**What is being asked**
Can you set out every line of the rows below as a Markdown table with the columns No. and Line, numbering each line and leaving out blank lines?

##### Material #####

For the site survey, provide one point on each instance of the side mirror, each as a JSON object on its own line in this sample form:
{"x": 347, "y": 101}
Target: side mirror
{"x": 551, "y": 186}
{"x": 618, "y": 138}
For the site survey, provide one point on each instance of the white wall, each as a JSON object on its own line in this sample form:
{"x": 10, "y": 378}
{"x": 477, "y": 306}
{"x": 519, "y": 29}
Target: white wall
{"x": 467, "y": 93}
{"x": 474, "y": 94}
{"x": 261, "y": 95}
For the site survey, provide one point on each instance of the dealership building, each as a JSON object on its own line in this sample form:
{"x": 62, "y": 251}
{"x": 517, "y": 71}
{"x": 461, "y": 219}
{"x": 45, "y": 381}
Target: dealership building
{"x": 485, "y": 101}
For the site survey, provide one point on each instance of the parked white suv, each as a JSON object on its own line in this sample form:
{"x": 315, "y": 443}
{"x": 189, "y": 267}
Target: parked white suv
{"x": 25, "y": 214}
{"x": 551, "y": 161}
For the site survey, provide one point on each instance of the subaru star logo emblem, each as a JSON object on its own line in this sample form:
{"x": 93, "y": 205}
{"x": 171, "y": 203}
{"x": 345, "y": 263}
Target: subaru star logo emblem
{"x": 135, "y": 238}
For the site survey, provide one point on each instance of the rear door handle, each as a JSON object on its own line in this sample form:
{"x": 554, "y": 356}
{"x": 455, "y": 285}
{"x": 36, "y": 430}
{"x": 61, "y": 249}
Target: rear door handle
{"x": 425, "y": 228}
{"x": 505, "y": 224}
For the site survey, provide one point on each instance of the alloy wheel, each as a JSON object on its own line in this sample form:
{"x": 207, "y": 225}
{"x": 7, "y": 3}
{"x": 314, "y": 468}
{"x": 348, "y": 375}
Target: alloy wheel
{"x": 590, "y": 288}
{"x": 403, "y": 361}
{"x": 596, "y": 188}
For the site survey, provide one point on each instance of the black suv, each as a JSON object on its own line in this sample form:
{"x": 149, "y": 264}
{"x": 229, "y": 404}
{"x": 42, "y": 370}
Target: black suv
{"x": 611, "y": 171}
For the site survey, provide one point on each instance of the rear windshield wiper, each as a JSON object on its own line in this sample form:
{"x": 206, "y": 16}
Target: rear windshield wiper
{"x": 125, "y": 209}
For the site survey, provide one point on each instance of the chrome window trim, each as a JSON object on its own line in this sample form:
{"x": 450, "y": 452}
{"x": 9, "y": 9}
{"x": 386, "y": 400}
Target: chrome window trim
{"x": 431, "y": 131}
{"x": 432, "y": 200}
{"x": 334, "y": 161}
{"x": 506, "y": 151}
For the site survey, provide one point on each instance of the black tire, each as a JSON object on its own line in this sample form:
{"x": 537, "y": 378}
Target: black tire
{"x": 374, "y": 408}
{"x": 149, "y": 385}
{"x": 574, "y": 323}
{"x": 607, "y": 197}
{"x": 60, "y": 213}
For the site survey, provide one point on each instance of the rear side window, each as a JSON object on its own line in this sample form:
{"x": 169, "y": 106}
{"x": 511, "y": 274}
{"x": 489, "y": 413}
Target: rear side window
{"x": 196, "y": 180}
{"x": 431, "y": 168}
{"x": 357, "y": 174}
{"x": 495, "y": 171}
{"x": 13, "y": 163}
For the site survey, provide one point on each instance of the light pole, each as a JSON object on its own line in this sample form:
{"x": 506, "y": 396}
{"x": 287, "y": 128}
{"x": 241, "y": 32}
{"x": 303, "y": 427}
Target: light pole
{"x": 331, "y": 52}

#####

**Exercise solution**
| No. | Line |
|---|---|
| 1 | For the site survey, provide one point on each instance of the side mirror, each as a JSON object on its own line in this sample form: |
| 2 | {"x": 347, "y": 101} |
| 3 | Target: side mirror |
| 4 | {"x": 551, "y": 186} |
| 5 | {"x": 618, "y": 138} |
| 6 | For the site survey, provide one point on each instance of the white wall, each as a JSON object on its own line in this sample form: |
| 7 | {"x": 10, "y": 378} |
| 8 | {"x": 477, "y": 306} |
| 9 | {"x": 519, "y": 29} |
| 10 | Target: white wall |
| 11 | {"x": 467, "y": 93} |
| 12 | {"x": 474, "y": 94} |
| 13 | {"x": 261, "y": 95} |
| 14 | For the site survey, provide one point on each instance of the dealership building, each as a JSON object on its own line in this sample form: |
| 15 | {"x": 62, "y": 251} |
| 16 | {"x": 517, "y": 71} |
| 17 | {"x": 461, "y": 219} |
| 18 | {"x": 45, "y": 381} |
| 19 | Target: dealership building |
| 20 | {"x": 485, "y": 101} |
| 21 | For the site survey, provide one point on each instance of the parked white suv, each as a JSON object on its own line in this sample form: |
| 22 | {"x": 315, "y": 443} |
| 23 | {"x": 189, "y": 267} |
| 24 | Target: parked white suv |
| 25 | {"x": 25, "y": 214} |
| 26 | {"x": 551, "y": 161} |
| 27 | For the site survey, provide one point on each instance of the subaru star logo emblem, each as a JSON object on its own line in this sample form: |
| 28 | {"x": 93, "y": 205} |
| 29 | {"x": 171, "y": 203} |
| 30 | {"x": 345, "y": 263} |
| 31 | Target: subaru star logo emblem |
| 32 | {"x": 135, "y": 238} |
| 33 | For the site survey, provide one point on each instance of the rear door handle, each as a JSON object on its own line in this sample form: |
| 34 | {"x": 554, "y": 356} |
| 35 | {"x": 455, "y": 285} |
| 36 | {"x": 36, "y": 430} |
| 37 | {"x": 61, "y": 249} |
| 38 | Target: rear door handle |
| 39 | {"x": 425, "y": 228} |
| 40 | {"x": 505, "y": 224} |
| 41 | For the site survey, provide one point on each instance of the alloy wheel, each as a JSON object on its own line in this sample form: |
| 42 | {"x": 207, "y": 225} |
| 43 | {"x": 7, "y": 3} |
| 44 | {"x": 314, "y": 468} |
| 45 | {"x": 348, "y": 375} |
| 46 | Target: alloy wheel |
| 47 | {"x": 590, "y": 288} |
| 48 | {"x": 403, "y": 361} |
| 49 | {"x": 596, "y": 188} |
| 50 | For the site survey, provide one point on each instance of the black suv, each as a JSON object on its own line in this sample form: |
| 51 | {"x": 149, "y": 264} |
| 52 | {"x": 229, "y": 404} |
| 53 | {"x": 42, "y": 370} |
| 54 | Target: black suv |
| 55 | {"x": 611, "y": 171} |
| 56 | For the site survey, provide one point on each instance of the rear windshield wiper, each as a JSON object on its own line in this sample form: |
| 57 | {"x": 206, "y": 16} |
| 58 | Target: rear windshield wiper |
| 59 | {"x": 125, "y": 209} |
| 60 | For the site survey, provide one point on each instance of the chrome window trim, each as a JSON object on its own line in this sample form: |
| 61 | {"x": 450, "y": 452} |
| 62 | {"x": 9, "y": 9} |
| 63 | {"x": 386, "y": 400} |
| 64 | Target: chrome window trim |
| 65 | {"x": 431, "y": 131} |
| 66 | {"x": 432, "y": 200} |
| 67 | {"x": 334, "y": 161} |
| 68 | {"x": 506, "y": 151} |
| 69 | For the site survey, provide one point on each instance of the black tire, each as a JSON object on its own line in this sample form: |
| 70 | {"x": 537, "y": 378} |
| 71 | Target: black tire |
| 72 | {"x": 374, "y": 408} |
| 73 | {"x": 149, "y": 385} |
| 74 | {"x": 574, "y": 323} |
| 75 | {"x": 607, "y": 197} |
| 76 | {"x": 60, "y": 213} |
| 77 | For the site survey, provide one point on each instance of the rear side window, each as a JSON object on its own line in this sample form: |
| 78 | {"x": 169, "y": 106} |
| 79 | {"x": 511, "y": 274} |
| 80 | {"x": 489, "y": 413} |
| 81 | Target: rear side window |
| 82 | {"x": 196, "y": 180} |
| 83 | {"x": 431, "y": 168} |
| 84 | {"x": 357, "y": 174} |
| 85 | {"x": 495, "y": 171} |
| 86 | {"x": 13, "y": 163} |
| 87 | For the site survey, provide one point on each instance of the light pole, each as a JSON object on its own line in this sample form: |
| 88 | {"x": 506, "y": 396} |
| 89 | {"x": 287, "y": 128} |
| 90 | {"x": 241, "y": 32} |
| 91 | {"x": 303, "y": 427} |
| 92 | Target: light pole |
| 93 | {"x": 331, "y": 52} |